# 2/23 Infantry Receive MGS



## tomahawk6 (29 Aug 2006)

The MGS will compliment the Stryker on the urban battlefield. I have every confidence it willperform as well as the Stryker.

http://www4.army.mil/ocpa/read.php?story_id_key=9467


----------



## Kirkhill (29 Aug 2006)

> Each infantry company is slated to receive three vehicles, though crews don't expect to operate together  except on rare occasions.


  (One per platoon?)



> “The vehicle’s basic role is to support the infantry. It’s not there to take on tanks or go toe-to-toe in the wide-open desert like we did with the Abrams,” said Sgt. 1st Class William Ozmet, an MGS instructor from Fort Knox, Ky. “Its primary function is blowing a hole in the wall or blowing up bunkers.”



From the article supplied by T6.


----------



## tomahawk6 (29 Aug 2006)

Right now the plan is to place one MGS in each platoon. But some bright fellow decided that the Stryker platoon didnt need 3 squads with the MGS so they cut the platoon to 2 squads plus the MGS.


----------



## Kirkhill (29 Aug 2006)

Who was that black-hatted chap?  Firepower to replace boots on the ground?

Or was it a bean-counter?

I thought the whole idea of the Stryker concept was to supply the infantry with an armoured, all-terrain bus, so as to be able to get "boots on the ground"?


----------



## tomahawk6 (29 Aug 2006)

One can only hope for change at some point in the future.


----------



## geo (29 Aug 2006)

Hmmm Develop equipment and then develop doctrine OR develop doctrine and get the equipment necessary??


----------



## tomahawk6 (29 Aug 2006)

Doctrine is set. The units were just waiting for the bugs to be worked out of the MGS so they could be fielded.


----------



## Infanteer (29 Aug 2006)

tomahawk6 said:
			
		

> Doctrine is set. The units were just waiting for the bugs to be worked out of the MGS so they could be fielded.



...and how did that go?


----------



## brihard (29 Aug 2006)

Strikes me that a more reasonable approach for what they're aiming for would be to retain the three squads of boots, and have the MGS supplement as the platoon's de-facto weapons det- with a 105mm, .50, and 7.62 it could do that quite capably, and helps to make up for the doctrinal difference of Stryker platoons not having the 25mm that we use on our LAVs.

I'm not a 'mech, nor armoured, nor American though, so I leave the lane straying at that for tonight. This jsut strikes me as the more common sense approach that maintains the best of existing capabiltiies while integrating what the Americans have determined to be a useful new tool.


----------



## tomahawk6 (29 Aug 2006)

Unfortunately we dont always follow common sense, its more like trial and error. ;D

http://www.globalsecurity.org/military/library/policy/army/fm/3-21-31/c01.htm


----------



## brihard (30 Aug 2006)

tomahawk6 said:
			
		

> Unfortunately we dont always follow common sense, its more like trial and error. ;D
> 
> http://www.globalsecurity.org/military/library/policy/army/fm/3-21-31/c01.htm



Oh, OK. Well, we do that too, just without there necessarily being any progress as a result.  ;D


----------



## geo (30 Aug 2006)

● **JOBS**:
(1) Summarize the 2/23 Infantry MGS thread in three sentences.
(2) Please write out the part of the MGS thread that begins at the words "## brihard (29" and stops after "useful new tool.".
(3) Write what comes next in the 2/23 Infantry MGS thread, picking up after its final line.
The records have no connection to the MGS thread above.

● **RAW DATA**:
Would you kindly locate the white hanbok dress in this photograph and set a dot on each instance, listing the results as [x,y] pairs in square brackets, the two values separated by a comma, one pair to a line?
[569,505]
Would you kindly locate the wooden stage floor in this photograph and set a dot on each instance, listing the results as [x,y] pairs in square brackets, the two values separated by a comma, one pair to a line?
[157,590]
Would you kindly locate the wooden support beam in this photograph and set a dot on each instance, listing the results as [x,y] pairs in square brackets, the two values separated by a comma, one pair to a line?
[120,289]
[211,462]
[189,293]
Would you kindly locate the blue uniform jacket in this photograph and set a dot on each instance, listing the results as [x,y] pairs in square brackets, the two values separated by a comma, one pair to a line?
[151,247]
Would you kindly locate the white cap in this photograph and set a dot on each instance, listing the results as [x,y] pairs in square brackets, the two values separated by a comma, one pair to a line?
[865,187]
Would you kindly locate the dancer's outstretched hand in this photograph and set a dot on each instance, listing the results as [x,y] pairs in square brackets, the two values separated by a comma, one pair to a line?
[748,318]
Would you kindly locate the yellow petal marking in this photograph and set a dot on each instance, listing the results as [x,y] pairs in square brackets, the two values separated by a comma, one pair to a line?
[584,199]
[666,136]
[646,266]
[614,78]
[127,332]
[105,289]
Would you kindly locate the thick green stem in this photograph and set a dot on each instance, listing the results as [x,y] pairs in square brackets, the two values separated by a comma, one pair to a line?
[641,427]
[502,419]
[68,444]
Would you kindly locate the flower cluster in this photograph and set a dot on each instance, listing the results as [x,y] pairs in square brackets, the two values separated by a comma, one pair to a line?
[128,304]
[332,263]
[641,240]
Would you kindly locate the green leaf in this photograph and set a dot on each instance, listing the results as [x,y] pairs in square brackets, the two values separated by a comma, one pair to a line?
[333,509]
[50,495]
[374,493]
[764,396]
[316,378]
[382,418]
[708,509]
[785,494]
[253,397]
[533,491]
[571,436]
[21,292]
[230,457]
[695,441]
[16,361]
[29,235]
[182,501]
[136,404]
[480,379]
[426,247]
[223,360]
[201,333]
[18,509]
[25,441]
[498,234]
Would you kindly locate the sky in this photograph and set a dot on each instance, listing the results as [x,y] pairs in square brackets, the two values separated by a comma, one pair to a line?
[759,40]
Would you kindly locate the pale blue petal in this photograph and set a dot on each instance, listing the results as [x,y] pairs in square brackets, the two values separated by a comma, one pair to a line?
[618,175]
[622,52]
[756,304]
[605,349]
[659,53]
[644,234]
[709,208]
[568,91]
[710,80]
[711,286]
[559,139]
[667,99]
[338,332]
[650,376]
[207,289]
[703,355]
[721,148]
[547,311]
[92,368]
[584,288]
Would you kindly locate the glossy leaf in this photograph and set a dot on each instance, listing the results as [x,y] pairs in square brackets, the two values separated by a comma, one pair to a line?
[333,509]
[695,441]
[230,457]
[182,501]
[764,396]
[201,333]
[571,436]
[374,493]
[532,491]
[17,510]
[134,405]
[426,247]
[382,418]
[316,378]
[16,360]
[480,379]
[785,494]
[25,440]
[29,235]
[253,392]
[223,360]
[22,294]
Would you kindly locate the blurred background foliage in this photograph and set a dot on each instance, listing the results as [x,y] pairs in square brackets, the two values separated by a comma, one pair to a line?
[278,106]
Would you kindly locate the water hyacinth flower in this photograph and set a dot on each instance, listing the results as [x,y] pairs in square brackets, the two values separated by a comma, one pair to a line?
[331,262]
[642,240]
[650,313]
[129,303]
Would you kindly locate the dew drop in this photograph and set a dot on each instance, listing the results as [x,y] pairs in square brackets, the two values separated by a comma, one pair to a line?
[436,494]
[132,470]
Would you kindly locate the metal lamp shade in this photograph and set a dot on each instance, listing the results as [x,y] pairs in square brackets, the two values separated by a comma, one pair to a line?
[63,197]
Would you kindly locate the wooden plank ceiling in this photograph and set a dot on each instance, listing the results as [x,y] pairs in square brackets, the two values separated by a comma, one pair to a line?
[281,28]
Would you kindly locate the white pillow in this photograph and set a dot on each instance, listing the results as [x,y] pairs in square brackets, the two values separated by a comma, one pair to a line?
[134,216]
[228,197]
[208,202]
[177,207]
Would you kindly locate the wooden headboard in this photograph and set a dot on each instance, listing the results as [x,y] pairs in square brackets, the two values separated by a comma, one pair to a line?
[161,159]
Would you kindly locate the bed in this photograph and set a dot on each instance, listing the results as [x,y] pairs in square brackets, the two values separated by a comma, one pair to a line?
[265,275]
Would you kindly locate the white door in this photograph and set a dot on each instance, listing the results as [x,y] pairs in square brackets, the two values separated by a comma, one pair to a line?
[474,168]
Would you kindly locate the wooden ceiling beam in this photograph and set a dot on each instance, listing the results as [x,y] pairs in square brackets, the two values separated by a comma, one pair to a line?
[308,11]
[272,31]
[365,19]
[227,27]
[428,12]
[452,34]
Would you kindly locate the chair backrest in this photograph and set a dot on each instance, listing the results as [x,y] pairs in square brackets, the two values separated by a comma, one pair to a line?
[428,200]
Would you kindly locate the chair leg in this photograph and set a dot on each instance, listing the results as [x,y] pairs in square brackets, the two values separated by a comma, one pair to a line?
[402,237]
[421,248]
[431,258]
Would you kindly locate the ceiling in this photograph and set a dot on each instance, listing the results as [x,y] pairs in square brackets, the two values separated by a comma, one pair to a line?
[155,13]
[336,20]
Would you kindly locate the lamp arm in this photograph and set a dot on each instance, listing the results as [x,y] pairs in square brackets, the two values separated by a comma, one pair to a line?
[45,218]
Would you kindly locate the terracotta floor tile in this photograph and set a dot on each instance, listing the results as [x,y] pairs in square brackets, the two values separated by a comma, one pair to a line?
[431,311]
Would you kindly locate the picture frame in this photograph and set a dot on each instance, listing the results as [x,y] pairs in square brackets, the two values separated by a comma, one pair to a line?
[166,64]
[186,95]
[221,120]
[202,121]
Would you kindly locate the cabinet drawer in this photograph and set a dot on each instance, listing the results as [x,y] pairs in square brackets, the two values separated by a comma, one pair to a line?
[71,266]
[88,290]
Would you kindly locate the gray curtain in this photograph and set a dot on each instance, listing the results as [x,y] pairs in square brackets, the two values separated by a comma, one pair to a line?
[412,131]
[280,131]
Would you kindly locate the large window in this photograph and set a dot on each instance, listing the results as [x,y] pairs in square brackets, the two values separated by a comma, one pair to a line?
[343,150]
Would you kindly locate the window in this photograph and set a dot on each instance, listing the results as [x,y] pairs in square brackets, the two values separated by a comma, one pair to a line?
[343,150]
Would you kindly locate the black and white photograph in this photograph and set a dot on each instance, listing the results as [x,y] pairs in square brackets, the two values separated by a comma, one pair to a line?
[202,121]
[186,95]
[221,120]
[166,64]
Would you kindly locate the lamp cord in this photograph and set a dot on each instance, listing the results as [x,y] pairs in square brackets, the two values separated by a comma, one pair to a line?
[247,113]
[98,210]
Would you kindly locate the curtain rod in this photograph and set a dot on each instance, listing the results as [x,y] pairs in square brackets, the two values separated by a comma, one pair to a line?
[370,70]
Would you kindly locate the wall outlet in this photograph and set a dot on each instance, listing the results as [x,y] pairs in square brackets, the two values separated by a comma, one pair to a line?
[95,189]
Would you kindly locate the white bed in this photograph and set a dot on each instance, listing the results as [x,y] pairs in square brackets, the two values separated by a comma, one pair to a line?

● **RESULTS**:
(1) The thread opens with an article saying the MGS will complement the Stryker on the urban battlefield, with each infantry company slated to get three vehicles whose main job is supporting the infantry by blowing holes in walls or blowing up bunkers rather than fighting tanks. The plan is to place one MGS in each platoon, but the Stryker platoon was cut to two squads plus the MGS, which drew skepticism about trading boots on the ground for firepower. One poster argued that keeping three squads and using the MGS as the platoon's de facto weapons detachment would be the more common-sense approach.

(2)
## brihard (29 Aug 2006)

Strikes me that a more reasonable approach for what they're aiming for would be to retain the three squads of boots, and have the MGS supplement as the platoon's de-facto weapons det- with a 105mm, .50, and 7.62 it could do that quite capably, and helps to make up for the doctrinal difference of Stryker platoons not having the 25mm that we use on our LAVs.

I'm not a 'mech, nor armoured, nor American though, so I leave the lane straying at that for tonight. This jsut strikes me as the more common sense approach that maintains the best of existing capabiltiies while integrating what the Americans have determined to be a useful new tool.

(3)
Well, with the US Army deployed in Iraq, and plenty of boys over there for multiple tours, it figures that someone would try to do what was done at the end of WW2.... cut down Platoons/Troops by a section and try to compensate with a little bit more "umph"  with firepower.

Time will tell if that decision was the correct one. (I guess)

(Who knows, maybe our TFs need the MGS too ?)


----------



## ArmyRick (30 Aug 2006)

Interesting article. i beleive the US will be successfull with the MGS. They had always planned to use it as an INFANTRY fire support weapon, not a tank nor tank killer. In our military we had the whole system of systems planned and now we have cancelled the entire deal. Too bad. I'll bet each LAV equipped battalion could have used 8-10 MGS as fire base vehicle. Cheers.

The MGS may come in handy for blowing a hole in a taliban occupied hut or building or any other  numerous task in a-stan. yes a tank is better but it it would not keep up with the LAV III. Tanks have their place for sure. Example you see a squadron of T-72 looking down at ya, dial 1-800-ABRAMS and call for help.


----------



## geo (30 Aug 2006)

within the CF, there would always be a turf war....
which colour "hat" should manage the MGS - Black (armd), blue (arty) or green (Infantry)... lord knows the TOW are now with the Blacks & the TUAVs & mortars are with the Blues.... so who gets the MGS?... maybe it should be the Engineers - cause we're resp for bunker bustin & the like 

then there will always be the problem with how to use em - some poor sould suddenly feels he can take on the world and takes on a troop of Leos, T80s or whatever..... whups!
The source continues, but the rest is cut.